# Given problem:
Please rewrite the items from the line containing "TARGET: car wheel" through the line containing "[(360, 125)]", swapping "innermost" for "most central" and keeping everything else the same.

---*---

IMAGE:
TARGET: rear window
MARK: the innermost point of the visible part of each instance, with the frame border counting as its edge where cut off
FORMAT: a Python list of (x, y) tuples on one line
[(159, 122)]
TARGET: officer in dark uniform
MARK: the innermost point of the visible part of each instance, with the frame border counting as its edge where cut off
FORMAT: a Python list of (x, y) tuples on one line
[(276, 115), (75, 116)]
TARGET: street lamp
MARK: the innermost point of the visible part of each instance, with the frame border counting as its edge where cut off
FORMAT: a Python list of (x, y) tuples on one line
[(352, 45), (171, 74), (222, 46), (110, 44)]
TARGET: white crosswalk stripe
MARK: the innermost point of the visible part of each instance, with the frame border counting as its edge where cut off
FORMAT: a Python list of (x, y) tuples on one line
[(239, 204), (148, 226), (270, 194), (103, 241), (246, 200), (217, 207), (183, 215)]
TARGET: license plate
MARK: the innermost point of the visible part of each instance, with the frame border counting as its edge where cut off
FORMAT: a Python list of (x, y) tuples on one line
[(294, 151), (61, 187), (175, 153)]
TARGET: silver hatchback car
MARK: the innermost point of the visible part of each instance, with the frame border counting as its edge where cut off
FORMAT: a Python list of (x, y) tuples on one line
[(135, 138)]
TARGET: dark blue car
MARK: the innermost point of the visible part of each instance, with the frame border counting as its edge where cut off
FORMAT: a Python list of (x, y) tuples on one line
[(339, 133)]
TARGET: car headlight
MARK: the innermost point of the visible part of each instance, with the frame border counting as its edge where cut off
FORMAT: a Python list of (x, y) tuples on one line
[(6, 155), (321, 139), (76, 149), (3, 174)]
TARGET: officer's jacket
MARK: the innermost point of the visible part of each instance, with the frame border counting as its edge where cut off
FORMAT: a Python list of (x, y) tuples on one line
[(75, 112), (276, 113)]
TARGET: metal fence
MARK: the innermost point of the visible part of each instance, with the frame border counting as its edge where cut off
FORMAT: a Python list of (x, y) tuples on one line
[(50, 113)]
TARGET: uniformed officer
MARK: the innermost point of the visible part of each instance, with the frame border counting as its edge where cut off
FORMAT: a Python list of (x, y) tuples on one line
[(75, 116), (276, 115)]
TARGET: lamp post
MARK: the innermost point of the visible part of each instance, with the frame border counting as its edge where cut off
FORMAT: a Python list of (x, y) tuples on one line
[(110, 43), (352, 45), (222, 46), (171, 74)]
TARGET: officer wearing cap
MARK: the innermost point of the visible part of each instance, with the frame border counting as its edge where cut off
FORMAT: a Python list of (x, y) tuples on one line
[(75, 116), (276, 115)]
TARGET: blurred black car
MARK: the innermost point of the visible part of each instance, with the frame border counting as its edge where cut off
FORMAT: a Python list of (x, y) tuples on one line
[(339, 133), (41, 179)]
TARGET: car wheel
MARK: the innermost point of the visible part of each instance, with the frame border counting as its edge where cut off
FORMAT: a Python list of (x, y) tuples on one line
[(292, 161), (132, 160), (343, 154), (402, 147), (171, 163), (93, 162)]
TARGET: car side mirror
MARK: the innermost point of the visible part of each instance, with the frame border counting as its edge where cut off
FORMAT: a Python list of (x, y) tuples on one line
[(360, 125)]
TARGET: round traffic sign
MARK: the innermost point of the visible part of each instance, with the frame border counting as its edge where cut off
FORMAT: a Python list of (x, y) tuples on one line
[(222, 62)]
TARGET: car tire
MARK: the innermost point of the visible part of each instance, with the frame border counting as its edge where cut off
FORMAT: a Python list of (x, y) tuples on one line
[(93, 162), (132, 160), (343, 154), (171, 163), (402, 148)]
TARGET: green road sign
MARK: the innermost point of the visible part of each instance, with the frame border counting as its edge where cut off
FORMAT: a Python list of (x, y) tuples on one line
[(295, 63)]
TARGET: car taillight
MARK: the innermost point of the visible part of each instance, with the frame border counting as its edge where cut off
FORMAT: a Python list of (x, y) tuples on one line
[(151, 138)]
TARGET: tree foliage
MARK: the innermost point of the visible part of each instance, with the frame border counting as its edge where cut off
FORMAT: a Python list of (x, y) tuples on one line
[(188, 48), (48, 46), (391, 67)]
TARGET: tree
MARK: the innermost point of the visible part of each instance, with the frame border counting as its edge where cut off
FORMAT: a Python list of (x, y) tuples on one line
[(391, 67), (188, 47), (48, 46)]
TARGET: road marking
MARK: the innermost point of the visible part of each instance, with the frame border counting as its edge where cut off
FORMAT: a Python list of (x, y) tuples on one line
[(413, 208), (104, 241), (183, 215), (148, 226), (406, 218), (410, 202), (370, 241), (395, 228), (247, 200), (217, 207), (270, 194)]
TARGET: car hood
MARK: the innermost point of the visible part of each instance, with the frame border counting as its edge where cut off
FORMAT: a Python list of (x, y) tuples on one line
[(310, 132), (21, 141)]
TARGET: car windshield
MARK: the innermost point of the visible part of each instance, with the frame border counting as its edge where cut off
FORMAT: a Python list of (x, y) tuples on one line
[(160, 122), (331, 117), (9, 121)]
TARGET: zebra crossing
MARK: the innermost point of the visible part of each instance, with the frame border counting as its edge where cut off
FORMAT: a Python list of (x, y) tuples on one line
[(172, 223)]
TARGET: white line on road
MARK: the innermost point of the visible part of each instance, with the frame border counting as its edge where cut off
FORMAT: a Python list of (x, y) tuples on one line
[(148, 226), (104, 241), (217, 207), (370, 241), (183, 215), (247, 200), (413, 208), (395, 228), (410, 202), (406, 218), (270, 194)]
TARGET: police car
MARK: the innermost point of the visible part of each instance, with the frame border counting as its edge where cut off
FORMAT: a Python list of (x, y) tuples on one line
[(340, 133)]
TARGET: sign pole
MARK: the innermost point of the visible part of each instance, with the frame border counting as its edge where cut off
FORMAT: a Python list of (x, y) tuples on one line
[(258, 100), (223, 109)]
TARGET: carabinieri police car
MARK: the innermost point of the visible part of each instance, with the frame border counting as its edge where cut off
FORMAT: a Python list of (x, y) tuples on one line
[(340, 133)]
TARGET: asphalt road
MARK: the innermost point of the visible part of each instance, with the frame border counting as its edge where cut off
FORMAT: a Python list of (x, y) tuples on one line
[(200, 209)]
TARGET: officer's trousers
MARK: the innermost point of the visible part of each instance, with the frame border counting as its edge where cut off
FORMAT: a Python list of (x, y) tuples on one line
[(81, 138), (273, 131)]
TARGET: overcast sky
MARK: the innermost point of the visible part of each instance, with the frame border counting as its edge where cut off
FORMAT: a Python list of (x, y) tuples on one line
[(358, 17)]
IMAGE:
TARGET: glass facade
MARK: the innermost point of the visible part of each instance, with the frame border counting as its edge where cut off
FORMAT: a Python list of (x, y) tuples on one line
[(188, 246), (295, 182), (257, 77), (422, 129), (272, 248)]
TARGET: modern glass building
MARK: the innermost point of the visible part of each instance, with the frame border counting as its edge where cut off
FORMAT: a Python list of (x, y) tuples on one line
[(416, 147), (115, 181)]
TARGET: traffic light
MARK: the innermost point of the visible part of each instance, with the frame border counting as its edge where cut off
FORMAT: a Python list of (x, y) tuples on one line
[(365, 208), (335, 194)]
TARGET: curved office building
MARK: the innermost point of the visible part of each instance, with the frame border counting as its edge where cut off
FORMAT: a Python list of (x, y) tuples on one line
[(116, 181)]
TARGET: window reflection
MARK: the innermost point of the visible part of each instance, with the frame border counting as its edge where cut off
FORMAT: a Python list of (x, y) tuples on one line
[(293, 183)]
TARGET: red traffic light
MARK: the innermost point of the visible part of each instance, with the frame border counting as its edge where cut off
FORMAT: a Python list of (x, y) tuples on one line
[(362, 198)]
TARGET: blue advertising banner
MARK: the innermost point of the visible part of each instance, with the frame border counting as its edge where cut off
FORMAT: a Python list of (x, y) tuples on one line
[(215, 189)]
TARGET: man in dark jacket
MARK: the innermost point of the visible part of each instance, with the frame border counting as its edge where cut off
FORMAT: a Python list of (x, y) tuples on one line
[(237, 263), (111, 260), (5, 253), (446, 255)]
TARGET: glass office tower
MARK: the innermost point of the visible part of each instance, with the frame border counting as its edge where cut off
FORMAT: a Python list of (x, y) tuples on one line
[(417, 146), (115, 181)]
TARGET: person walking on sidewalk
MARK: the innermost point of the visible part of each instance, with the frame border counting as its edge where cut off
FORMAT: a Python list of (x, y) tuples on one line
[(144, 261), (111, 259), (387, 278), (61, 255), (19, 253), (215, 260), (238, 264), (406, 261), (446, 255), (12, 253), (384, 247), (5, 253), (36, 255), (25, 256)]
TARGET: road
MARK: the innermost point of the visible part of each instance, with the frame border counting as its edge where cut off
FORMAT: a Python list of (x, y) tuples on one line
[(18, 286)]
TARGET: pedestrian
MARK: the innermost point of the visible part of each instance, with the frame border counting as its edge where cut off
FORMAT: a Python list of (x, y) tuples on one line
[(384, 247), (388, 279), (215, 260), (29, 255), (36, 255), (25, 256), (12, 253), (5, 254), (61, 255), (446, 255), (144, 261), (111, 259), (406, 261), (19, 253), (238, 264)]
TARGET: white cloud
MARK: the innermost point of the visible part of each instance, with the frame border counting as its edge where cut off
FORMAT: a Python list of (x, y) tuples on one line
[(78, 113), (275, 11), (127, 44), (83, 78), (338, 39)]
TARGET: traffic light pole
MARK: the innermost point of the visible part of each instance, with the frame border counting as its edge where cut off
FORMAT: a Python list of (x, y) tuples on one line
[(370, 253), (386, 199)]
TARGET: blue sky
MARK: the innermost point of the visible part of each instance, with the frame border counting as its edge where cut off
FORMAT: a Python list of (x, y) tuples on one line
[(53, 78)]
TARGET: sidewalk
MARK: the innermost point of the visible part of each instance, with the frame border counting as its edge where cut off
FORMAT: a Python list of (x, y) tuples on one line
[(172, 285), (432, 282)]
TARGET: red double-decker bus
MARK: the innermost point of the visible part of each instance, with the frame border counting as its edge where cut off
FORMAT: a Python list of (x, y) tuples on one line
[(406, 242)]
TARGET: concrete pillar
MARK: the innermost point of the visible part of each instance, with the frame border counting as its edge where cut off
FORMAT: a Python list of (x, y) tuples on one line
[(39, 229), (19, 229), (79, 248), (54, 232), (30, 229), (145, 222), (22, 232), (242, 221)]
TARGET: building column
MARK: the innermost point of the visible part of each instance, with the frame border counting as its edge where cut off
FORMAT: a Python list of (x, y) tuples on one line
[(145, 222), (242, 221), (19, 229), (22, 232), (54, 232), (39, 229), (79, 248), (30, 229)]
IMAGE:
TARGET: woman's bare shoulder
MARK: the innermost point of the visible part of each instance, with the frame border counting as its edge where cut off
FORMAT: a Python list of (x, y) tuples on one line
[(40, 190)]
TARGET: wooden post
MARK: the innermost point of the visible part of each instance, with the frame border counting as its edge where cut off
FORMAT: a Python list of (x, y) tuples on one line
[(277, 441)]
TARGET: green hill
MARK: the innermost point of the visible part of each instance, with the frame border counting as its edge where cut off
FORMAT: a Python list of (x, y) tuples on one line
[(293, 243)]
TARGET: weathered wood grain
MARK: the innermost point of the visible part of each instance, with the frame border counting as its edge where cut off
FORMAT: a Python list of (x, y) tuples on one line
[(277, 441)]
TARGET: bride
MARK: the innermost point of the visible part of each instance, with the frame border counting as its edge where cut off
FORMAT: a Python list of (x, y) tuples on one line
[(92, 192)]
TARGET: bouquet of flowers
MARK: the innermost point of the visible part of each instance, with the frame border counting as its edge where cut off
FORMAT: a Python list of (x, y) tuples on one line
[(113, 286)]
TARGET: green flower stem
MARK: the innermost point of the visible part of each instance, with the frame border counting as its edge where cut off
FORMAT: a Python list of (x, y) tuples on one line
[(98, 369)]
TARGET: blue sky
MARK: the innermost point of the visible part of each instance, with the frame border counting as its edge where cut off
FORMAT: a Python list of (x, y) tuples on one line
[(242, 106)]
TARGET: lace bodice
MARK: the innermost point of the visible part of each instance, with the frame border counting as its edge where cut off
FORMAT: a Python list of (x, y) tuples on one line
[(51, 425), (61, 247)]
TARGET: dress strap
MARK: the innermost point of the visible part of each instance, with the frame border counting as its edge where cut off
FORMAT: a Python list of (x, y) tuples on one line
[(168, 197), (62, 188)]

---*---

# Answer for the task:
TARGET: car wheel
MARK: the most central point of the visible part of each instance, with the frame border counting as its edge where cut off
FORMAT: a Python list of (x, y) tuples on one line
[(292, 161), (132, 160), (343, 154), (402, 147), (171, 163), (93, 162)]
TARGET: car side mirror
MARK: the most central point of the visible part of each instance, with the frame border counting as its edge where cut off
FORMAT: a Python list of (x, y) tuples on one line
[(360, 125)]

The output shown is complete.